Print exactly the lines from the one containing "A rule for this batch: each instance of the mossy" through the last line of the listing, both included.
* BEGIN *
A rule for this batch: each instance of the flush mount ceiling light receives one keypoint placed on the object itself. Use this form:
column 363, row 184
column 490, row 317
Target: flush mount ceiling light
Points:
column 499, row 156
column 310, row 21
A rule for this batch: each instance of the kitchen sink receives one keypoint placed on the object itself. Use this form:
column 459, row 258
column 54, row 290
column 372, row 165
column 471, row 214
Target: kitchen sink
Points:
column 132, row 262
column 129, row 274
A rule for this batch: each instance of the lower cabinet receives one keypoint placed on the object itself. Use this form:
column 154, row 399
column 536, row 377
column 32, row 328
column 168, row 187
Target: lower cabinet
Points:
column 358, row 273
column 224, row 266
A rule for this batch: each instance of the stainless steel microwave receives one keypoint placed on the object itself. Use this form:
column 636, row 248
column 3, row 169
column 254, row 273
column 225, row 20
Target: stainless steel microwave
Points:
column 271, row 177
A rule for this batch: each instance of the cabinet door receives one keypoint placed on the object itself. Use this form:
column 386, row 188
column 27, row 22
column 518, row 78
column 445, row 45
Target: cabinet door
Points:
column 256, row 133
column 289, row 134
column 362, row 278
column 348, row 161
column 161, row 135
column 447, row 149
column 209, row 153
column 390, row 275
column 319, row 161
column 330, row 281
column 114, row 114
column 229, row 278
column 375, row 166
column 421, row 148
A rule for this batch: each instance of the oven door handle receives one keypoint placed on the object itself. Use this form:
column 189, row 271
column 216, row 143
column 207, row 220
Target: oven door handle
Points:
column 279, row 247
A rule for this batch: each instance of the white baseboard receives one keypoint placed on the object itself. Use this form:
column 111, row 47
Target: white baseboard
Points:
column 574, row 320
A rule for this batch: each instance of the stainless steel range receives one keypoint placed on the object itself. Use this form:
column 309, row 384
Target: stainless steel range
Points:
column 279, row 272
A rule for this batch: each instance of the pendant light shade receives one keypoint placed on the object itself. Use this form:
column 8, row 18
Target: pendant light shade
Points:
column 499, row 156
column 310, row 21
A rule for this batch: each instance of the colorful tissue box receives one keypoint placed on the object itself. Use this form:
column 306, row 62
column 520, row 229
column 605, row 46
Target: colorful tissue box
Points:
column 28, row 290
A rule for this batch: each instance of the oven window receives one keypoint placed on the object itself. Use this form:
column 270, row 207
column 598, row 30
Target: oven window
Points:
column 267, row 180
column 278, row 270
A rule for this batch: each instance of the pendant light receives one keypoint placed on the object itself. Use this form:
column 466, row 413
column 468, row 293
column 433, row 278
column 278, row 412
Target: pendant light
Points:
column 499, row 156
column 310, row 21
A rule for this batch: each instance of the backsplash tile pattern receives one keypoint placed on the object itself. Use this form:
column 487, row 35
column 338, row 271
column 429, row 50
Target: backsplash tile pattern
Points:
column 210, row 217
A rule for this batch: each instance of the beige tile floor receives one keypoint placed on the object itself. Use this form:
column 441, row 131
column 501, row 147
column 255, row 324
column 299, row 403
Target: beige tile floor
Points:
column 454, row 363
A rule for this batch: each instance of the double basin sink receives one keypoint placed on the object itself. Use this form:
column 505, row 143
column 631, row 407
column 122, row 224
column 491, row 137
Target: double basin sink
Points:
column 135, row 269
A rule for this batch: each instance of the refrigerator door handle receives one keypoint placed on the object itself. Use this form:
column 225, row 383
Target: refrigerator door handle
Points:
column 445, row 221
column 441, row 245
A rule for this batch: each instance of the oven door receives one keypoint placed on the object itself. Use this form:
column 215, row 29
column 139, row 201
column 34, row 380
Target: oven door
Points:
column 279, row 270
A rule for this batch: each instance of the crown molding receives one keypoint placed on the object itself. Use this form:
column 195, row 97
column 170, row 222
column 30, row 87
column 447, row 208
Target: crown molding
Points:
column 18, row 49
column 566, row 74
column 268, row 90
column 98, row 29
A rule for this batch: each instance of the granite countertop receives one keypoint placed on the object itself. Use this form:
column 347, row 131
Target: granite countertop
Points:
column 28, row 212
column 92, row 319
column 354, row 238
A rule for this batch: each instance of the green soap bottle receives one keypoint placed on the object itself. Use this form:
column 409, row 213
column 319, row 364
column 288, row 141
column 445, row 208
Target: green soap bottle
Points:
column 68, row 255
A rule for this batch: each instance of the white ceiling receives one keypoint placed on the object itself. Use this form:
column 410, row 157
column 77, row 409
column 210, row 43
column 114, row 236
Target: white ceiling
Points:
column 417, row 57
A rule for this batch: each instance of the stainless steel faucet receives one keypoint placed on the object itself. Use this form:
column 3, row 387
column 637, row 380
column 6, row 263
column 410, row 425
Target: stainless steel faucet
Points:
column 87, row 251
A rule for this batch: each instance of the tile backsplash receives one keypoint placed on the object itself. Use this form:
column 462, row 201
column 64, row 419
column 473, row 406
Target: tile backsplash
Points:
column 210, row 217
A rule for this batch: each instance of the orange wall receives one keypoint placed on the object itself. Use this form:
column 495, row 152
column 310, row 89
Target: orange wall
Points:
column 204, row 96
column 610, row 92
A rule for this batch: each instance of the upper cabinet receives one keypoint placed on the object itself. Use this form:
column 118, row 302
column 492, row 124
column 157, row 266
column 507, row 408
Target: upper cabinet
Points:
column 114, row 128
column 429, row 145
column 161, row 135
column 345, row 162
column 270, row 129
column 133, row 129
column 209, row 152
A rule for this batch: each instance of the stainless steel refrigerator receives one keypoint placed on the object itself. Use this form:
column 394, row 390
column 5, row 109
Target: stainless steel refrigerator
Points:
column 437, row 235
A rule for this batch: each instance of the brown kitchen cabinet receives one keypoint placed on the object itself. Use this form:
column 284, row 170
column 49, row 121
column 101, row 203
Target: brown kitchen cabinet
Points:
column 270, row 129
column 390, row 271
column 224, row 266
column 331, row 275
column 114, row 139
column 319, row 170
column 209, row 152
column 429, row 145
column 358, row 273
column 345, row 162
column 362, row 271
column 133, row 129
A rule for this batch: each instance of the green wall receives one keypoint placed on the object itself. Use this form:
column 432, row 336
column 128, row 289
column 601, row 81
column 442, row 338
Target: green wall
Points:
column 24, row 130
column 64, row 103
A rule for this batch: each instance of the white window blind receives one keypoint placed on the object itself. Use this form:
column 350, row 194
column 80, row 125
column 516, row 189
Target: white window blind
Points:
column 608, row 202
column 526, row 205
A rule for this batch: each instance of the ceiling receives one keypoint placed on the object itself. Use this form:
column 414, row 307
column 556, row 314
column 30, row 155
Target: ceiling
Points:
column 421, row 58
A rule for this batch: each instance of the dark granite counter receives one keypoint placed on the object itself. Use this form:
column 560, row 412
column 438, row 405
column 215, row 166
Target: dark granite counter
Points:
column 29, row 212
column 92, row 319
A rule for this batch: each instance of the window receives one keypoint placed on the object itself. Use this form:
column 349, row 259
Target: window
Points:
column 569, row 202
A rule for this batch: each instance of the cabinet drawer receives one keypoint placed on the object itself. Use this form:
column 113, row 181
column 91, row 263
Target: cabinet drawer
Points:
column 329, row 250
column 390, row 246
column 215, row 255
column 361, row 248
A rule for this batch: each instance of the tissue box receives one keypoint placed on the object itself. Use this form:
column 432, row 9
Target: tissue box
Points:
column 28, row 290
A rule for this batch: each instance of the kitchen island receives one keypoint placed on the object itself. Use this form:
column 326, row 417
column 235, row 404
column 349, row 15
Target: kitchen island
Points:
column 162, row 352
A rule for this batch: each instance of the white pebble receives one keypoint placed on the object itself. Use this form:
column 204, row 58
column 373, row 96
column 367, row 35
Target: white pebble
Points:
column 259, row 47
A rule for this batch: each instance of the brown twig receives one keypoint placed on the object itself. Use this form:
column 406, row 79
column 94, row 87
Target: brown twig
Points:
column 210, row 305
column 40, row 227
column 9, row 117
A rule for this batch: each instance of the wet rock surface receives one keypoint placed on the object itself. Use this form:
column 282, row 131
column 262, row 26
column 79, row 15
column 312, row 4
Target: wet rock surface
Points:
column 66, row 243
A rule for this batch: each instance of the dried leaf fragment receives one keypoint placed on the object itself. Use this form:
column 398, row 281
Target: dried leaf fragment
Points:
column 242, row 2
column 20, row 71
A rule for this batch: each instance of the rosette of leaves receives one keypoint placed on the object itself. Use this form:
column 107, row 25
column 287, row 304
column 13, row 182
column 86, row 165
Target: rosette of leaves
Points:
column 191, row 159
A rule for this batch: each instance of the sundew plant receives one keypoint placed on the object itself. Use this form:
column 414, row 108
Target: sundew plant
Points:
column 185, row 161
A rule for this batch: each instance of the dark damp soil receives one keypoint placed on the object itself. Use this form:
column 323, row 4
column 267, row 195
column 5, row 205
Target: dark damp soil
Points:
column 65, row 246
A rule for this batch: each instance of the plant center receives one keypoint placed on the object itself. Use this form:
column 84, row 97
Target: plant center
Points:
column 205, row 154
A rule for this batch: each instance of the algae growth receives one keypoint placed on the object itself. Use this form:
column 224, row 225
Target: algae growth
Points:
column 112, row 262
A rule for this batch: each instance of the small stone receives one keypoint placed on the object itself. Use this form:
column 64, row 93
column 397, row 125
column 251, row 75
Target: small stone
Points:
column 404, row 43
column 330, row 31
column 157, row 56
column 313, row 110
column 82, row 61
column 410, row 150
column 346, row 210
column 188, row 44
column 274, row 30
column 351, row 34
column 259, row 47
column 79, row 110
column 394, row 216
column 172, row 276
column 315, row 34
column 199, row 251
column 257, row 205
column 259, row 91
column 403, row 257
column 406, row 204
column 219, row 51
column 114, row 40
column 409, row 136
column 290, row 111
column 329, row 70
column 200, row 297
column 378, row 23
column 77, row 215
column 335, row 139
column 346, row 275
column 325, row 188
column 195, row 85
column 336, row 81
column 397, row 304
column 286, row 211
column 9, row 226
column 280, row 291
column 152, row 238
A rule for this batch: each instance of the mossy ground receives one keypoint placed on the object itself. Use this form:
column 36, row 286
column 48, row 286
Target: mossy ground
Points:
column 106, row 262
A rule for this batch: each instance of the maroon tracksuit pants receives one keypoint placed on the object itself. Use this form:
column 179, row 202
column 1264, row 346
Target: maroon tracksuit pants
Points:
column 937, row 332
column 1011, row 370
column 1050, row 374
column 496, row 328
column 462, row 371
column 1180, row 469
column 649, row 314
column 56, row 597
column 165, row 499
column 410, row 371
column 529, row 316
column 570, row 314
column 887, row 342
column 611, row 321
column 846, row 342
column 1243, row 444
* END *
- [Answer for this exercise]
A rule for this batch: each instance of the mossy ground receives one keypoint placed on the object itself. Use this form:
column 36, row 286
column 48, row 286
Target: mossy ground
Points:
column 106, row 262
A rule for this batch: each instance of the maroon tracksuit pants receives one keypoint placed on the object itself. Use this form:
column 179, row 202
column 1264, row 346
Target: maroon tracksuit pants
Points:
column 937, row 332
column 1011, row 370
column 1050, row 374
column 496, row 328
column 462, row 371
column 1180, row 469
column 649, row 314
column 56, row 597
column 165, row 499
column 410, row 371
column 529, row 316
column 570, row 314
column 887, row 342
column 611, row 321
column 846, row 342
column 1243, row 444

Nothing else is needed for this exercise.